[Objective] Copy every one of the items below word for word.

[Provided entries]

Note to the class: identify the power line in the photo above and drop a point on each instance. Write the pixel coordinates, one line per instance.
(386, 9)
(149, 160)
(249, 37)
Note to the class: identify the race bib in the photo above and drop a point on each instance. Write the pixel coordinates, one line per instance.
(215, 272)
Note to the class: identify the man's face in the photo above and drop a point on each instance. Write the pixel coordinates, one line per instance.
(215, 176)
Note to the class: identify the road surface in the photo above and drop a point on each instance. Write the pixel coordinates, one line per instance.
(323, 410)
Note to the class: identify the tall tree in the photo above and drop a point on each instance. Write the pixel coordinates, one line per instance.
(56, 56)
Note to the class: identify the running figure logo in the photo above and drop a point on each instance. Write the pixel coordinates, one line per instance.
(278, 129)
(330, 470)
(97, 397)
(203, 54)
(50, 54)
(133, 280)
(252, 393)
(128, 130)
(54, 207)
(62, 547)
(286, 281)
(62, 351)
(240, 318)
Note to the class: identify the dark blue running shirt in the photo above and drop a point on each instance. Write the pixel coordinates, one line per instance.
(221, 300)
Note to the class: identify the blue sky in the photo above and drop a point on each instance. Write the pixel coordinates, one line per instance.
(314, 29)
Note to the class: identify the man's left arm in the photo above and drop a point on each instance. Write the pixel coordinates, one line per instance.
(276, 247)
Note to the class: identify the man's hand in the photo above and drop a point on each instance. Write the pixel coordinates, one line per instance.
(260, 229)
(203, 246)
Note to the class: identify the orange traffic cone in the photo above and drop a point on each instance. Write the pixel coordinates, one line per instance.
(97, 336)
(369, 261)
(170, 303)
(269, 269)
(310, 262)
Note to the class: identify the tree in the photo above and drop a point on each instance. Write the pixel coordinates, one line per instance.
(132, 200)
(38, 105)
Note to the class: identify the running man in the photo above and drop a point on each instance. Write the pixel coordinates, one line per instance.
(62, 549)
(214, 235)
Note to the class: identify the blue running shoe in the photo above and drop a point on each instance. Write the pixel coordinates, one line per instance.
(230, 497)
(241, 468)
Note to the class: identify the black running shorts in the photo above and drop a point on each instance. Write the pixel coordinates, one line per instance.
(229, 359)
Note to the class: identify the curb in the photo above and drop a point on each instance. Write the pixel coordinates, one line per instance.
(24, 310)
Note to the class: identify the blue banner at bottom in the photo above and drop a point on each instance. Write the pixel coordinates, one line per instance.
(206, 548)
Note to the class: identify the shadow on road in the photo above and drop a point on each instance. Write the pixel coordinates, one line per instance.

[Answer below]
Note to the class: identify the power line in the photo above and drop a point on each instance. Write the pixel coordinates, one line per instance.
(386, 9)
(149, 160)
(249, 37)
Note to the class: identify the race bib in the photo above and drop a point on each instance. Write the pixel coordinates, one line per instance.
(215, 272)
Note to the class: identify the man's face in the photo above and drop a point on each instance. Write the pixel coordinates, one line per instance.
(215, 176)
Note to the class: identify the road surface in the photo above and drop a point on each instance. Write the pixel coordinates, one line per instance.
(323, 410)
Note to the class: identify the tall tree in the photo above and drop a point on each instance. Write the pixel coordinates, one line per instance.
(56, 56)
Note to the class: identify the running figure logo in the photo above and drop a point on each instance. Write the pixel coordinates, one line per instance.
(278, 129)
(330, 470)
(97, 397)
(203, 54)
(50, 54)
(133, 280)
(252, 393)
(128, 130)
(54, 207)
(62, 547)
(286, 281)
(62, 351)
(240, 318)
Note to the class: identify the dark blue running shirt in the photo above and drop a point on each instance. Write the pixel coordinates, one line per instance.
(221, 300)
Note to the class: identify the blue sky in the photo above and drop a point on each instance. Write the pixel coordinates, one line per instance.
(314, 29)
Note to the class: identify the man's left arm in the photo above and drop a point on each instance. Write the pixel coordinates, one line per instance.
(276, 247)
Note to the class: identify the man's hand in the photo above and drop a point on each instance. Write the pixel coordinates, one line per instance.
(260, 229)
(203, 246)
Note to the class: identify the orange traffic cone in the photo above and drop a point on each instance. Write the pixel coordinates, one line per instance.
(97, 336)
(369, 261)
(170, 303)
(269, 269)
(310, 262)
Note to the class: identify the tree in the photo above and drop a point on each instance. Write the pixel coordinates, one line per instance.
(132, 200)
(38, 105)
Note to the class: identify the running man in the photo above and drop a point on each instance. Write the pixel coordinates, one line per instance.
(62, 549)
(214, 235)
Note to the class: identify the blue running shoe in the photo above and drop a point on each instance. Write the pixel coordinates, one line per instance.
(230, 497)
(241, 468)
Note to the class: identify the black running shorts in the photo above and drop a point on each instance. Write the pixel coordinates, one line per instance.
(229, 359)
Note to the class: identify the curb in the photo above and drop a point on each instance. Write the pixel coordinates, one line per instance.
(24, 310)
Note to the class: identify the blue banner at bottom in the photo above and drop a point on each instance. Write the pixel coordinates, one line per instance.
(206, 548)
Note to the class: identify the shadow on road in the photo above and drop a point on each instance. Write the pixel coordinates, one line per instance.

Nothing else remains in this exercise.